# [Source text]
+ + + + + + +
The biggest drawback that solar energy faces is its high cost. Historically, the solar power industry has had to rely on cash injections from governments worldwide, but future costs are expected to decrease as production volume rises.
3. Geothermal Energy
Geothermal energy production utilizes magma from the earth itself to generate power through vaporization. The advantage of this procedure is that, unlike wind and solar power, output does not depend on weather conditions. The US, Indonesia and the Philippines produced a combined total of 10 million kW of geothermal energy in 2009. On the other hand, Japan, rich in volcanic hotspots, has the potential to produce as much as 20 million kW/yr alone, according to experts.
That still pales in comparison to the production potential of the US, which is planning to expand production to 30 million kW/yr by 2025. Indonesia is also planning a 9X increase in that same time period.
While geothermal power production has historically relied on volcanic activity, technicians are currently perfecting methods that utilize superheated water.
Japan is poised to make an especially strong showing in this field. In fact, three of Japan’s largest industrial companies already take an approximately 80% share of worldwide geothermal plants.
3. Shosha Green Energy Activities
Because the Green Energy industry is still in its infancy, there are still no clear leaders among the many competing businesses. For instance, the top solar panel manufacturer is China’s Suntech Power, which takes an overall 10% of the market share. Yet, even the top five solar panel manufacturers combined control only 30% of the market. The wind energy market looks much the same, and manufacturers are expected to consolidate going forward.
Emerging countries have an especially advantageous presence on the market. China’s Suntech, for example, is joined by numerous other Chinese companies competing on the solar panel market. Some of the power hitters in the industry are not even energy companies by trade. Google, for instance, is currently exploring a number of clean energy options to power its data centers. In other words, it is critical for Shosha to partner up with companies who can survive in this still-unpredictable industry.
+ + + + + + +
# [Supplied data]
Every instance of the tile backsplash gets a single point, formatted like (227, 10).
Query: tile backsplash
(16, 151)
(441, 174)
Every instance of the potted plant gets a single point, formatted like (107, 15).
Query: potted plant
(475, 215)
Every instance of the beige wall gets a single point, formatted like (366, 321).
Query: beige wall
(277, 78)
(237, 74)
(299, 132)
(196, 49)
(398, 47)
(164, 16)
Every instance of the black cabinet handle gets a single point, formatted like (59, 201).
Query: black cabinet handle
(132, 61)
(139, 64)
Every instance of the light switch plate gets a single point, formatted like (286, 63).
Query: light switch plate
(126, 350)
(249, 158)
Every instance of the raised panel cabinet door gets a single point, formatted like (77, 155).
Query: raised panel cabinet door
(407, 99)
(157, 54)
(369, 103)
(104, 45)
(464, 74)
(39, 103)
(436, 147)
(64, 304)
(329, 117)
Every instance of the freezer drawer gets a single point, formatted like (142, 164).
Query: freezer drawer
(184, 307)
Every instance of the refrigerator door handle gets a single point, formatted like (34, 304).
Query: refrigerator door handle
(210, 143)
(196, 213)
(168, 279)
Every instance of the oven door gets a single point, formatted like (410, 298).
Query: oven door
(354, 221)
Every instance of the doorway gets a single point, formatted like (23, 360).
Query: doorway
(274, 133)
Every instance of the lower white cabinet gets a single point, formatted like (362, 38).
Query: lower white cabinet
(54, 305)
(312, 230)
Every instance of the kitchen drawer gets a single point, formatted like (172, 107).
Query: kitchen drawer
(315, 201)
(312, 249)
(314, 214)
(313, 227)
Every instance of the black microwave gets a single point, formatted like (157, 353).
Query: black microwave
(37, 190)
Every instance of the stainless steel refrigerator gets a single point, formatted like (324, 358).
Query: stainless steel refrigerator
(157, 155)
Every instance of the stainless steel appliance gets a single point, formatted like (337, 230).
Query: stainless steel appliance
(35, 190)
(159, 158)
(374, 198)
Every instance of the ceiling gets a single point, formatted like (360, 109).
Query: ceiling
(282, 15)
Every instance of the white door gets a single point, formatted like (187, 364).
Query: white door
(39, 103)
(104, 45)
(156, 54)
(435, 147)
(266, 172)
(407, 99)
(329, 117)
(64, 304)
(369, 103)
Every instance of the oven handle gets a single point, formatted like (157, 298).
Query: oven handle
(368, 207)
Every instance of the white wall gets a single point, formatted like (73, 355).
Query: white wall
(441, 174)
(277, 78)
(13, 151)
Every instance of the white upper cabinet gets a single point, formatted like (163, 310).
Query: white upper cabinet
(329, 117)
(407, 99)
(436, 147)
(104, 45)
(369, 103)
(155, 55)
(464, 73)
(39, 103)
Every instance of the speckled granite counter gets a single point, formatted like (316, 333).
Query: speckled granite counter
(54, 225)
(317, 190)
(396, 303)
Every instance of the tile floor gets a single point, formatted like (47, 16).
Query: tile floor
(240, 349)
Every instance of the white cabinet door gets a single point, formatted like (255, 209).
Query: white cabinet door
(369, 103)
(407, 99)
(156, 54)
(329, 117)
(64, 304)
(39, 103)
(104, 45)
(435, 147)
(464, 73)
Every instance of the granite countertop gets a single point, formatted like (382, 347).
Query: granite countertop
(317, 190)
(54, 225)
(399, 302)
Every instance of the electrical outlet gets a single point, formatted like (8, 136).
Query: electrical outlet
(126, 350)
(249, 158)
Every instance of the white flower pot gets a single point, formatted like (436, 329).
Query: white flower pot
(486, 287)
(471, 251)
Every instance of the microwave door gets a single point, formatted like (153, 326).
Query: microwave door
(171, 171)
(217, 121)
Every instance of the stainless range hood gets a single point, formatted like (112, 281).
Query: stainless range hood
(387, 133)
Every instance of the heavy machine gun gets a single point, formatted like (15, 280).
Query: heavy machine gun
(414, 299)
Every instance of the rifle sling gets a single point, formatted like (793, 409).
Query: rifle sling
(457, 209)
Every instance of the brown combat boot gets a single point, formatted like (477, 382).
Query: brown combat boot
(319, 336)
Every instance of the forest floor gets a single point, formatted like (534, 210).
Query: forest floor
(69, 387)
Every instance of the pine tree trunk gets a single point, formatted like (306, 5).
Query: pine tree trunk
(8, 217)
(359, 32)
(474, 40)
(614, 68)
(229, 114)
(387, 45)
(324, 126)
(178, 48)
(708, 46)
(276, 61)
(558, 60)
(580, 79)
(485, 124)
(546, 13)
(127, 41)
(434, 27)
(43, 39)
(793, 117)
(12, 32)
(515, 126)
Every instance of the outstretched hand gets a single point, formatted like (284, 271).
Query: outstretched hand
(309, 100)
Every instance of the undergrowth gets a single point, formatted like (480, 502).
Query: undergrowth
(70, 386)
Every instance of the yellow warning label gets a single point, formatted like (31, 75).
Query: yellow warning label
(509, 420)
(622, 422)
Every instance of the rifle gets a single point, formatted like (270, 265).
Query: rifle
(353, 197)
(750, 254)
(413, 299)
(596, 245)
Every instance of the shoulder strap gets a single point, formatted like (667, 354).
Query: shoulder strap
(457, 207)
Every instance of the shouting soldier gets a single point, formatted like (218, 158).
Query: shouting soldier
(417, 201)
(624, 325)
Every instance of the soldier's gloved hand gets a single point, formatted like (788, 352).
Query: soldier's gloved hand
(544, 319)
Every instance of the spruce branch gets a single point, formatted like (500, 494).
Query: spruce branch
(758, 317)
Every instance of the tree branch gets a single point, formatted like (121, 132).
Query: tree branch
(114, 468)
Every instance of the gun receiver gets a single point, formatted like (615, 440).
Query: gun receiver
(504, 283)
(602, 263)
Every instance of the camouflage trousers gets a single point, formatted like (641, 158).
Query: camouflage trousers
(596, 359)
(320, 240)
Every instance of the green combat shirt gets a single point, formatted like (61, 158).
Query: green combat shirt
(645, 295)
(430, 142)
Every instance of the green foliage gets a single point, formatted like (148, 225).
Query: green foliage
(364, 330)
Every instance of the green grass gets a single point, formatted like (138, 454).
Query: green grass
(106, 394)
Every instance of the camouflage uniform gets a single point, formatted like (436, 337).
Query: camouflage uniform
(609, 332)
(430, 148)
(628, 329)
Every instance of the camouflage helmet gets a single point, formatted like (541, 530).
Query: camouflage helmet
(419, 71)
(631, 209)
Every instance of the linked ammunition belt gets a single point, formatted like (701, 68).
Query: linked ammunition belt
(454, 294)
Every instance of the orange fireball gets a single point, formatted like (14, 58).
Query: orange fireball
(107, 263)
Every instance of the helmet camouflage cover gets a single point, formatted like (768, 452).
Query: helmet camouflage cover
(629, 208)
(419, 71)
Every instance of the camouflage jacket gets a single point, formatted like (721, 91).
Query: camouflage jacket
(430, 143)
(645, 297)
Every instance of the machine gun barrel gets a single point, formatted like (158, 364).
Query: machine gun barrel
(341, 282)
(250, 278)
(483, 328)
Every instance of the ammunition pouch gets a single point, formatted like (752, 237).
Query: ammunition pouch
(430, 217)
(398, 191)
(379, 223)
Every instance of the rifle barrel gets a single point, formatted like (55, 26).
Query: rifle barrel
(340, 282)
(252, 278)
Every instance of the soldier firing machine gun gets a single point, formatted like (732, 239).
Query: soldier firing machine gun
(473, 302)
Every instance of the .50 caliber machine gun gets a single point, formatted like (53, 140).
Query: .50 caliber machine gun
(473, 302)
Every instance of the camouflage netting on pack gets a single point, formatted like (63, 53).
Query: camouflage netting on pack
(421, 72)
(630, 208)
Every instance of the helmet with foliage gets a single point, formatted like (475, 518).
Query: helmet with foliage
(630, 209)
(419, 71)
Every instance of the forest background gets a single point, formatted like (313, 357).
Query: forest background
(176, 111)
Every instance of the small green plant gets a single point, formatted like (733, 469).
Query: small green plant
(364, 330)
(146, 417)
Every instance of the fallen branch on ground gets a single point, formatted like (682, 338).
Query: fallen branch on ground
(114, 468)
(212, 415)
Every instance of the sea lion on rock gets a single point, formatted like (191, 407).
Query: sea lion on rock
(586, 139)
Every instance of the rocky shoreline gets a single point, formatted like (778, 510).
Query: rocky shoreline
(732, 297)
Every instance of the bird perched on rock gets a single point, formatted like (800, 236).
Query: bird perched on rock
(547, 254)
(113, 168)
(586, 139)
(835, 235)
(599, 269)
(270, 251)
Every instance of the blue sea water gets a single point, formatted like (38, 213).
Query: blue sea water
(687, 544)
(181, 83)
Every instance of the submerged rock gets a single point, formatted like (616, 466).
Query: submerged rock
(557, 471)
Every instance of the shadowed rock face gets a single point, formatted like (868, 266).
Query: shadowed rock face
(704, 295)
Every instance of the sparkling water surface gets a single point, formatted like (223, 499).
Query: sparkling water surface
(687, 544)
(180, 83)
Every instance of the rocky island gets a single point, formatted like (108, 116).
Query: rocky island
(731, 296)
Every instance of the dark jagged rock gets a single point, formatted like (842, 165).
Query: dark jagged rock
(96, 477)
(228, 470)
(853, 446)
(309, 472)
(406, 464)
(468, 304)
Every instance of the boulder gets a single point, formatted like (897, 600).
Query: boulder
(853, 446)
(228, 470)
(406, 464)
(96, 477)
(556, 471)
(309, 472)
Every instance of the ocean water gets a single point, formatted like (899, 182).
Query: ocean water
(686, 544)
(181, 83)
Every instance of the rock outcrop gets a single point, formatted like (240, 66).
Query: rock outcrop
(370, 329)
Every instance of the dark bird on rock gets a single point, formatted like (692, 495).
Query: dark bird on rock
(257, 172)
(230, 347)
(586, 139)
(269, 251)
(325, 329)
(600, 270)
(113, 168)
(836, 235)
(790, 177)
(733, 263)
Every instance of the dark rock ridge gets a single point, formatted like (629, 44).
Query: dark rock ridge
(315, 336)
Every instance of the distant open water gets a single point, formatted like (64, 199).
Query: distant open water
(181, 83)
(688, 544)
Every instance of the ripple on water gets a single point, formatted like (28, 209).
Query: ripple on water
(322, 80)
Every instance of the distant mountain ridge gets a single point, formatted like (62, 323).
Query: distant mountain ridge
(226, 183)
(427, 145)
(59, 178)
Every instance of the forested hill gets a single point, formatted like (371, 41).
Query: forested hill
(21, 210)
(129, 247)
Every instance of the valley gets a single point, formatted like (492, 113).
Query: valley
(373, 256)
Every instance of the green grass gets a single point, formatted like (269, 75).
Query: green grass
+ + + + + + +
# [Required tasks]
(a) Write out the energy passage word for word between "The biggest drawback" and "according to experts.", inclusive.
(b) Which countries does the energy passage name? List each one once.
The data has no connection to the energy passage.

# [Answers per task]
(a)
The biggest drawback that solar energy faces is its high cost. Historically, the solar power industry has had to rely on cash injections from governments worldwide, but future costs are expected to decrease as production volume rises.
3. Geothermal Energy
Geothermal energy production utilizes magma from the earth itself to generate power through vaporization. The advantage of this procedure is that, unlike wind and solar power, output does not depend on weather conditions. The US, Indonesia and the Philippines produced a combined total of 10 million kW of geothermal energy in 2009. On the other hand, Japan, rich in volcanic hotspots, has the potential to produce as much as 20 million kW/yr alone, according to experts.

(b) The US, Indonesia, the Philippines, Japan, China